◆ **Okuma Parçası**:

Tarımsal mevzuatta tek eksik, fazlalığı!

Tarımsal mevzuat, genelde toplumun, özelde tarımsal faaliyet kapsamında rol alan paydaşların faydasına ve işlevine uygun olarak yeniden dizayn edilmek zorundadır.

Kaynak : Memurlar.Net - Özel
Haber Giriş : 05 Haziran 2017 09:49, Son Güncelleme : 27 Mart 2018 00:42
Tarımsal mevzuatta tek eksik, fazlalığı!

M. MURAT GÜN

TARIMDA MEVZUAT MEVZUUSU

Kırmızımsı Kahverengi Fasulyelerin Mevzuatla İmtihanı!

Bilmem kaç zamandır devam eden muhabbet; "Mevzuat böyle!"...

Vatandaş sorar: "Bir imkanı yok mu?"

Cevap verilir: "Yok! Mevzuat böyle!"

Bir tarafta Mevzuat; bir zırh, bir kalkan, bir esir alış, aslında bir nevi akıl donması.

◆ **Veri Bölümü**:

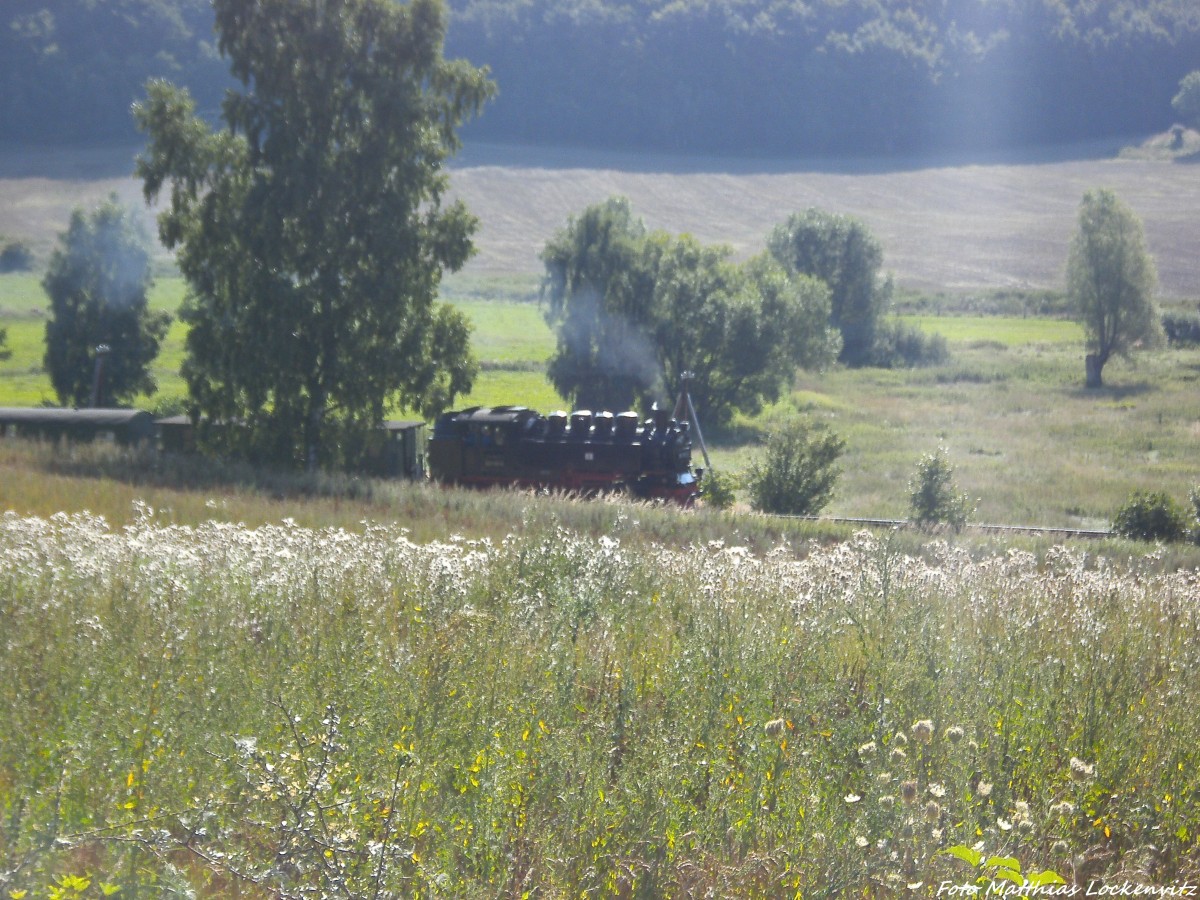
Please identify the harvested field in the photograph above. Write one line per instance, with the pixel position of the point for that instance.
(945, 227)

◆ **Problemler**:
1 - Tarımsal mevzuat yazısının "Kaynak : Memurlar.Net" sözlerini içeren yerinden başlayıp "Fasulyelerin Mevzuatla İmtihanı!" sözlerinden sonra durarak o bölümü aynen tekrarlar mısın?
2 - Tarımsal mevzuat üzerine yazıyı kaldığı yerden alıp sürdürür müsün?

◆ **Beklenen Yanıtlar**:
1 -
Kaynak : Memurlar.Net - Özel
Haber Giriş : 05 Haziran 2017 09:49, Son Güncelleme : 27 Mart 2018 00:42
Tarımsal mevzuatta tek eksik, fazlalığı!

M. MURAT GÜN

TARIMDA MEVZUAT MEVZUUSU

Kırmızımsı Kahverengi Fasulyelerin Mevzuatla İmtihanı!

2 -
Bir tarafta; bir mağduriyet, bir umutsuzluk, bir serzeniş, belki mecburen teslimiyet.

Bir ülkede yürürlükte bulunan ve o ülkenin her alanda yürüyüşünü belirleyen, yasa, tüzük, yönetmelik, kararname, talimat vb.nin tümü mevzuat olarak kabul edilmektedir.

Bir açıdan mevzuat sihirli bir değnektir. Bu durumda öne çıkan, sihirli değneğin özellikleri ve bununla, kimin? Neye? Niçin? Nasıl? dokunacağıdır.

Her alanda olduğu gibi tarım alanında da mevzuat olmazsa olmazlardandır. O halde tarımsal mevzuat, genelde toplumun, özelde tarımsal faaliyet kapsamında rol alan paydaşların faydasına ve işlevine uygun olarak yeniden dizayn edilmek zorundadır. Gelinen nokta bize bunu vazetmektedir.

Mevzuatsız olur mu? Elbette olmaz. Ancak mevzuat, "kolaylaştırınız zorlaştırmayınız", belki biraz da "abartmayınız", cihetinden olmalı. Mağdurları çoğaltmamalı, üreteni, üretimi engellememeli, bizzat teşvik etmeli, eşitlik ilkesine uygun olmalı...

Aklımız ve tecrübemiz bunu yapmaya yeter mi? Elbette yeter.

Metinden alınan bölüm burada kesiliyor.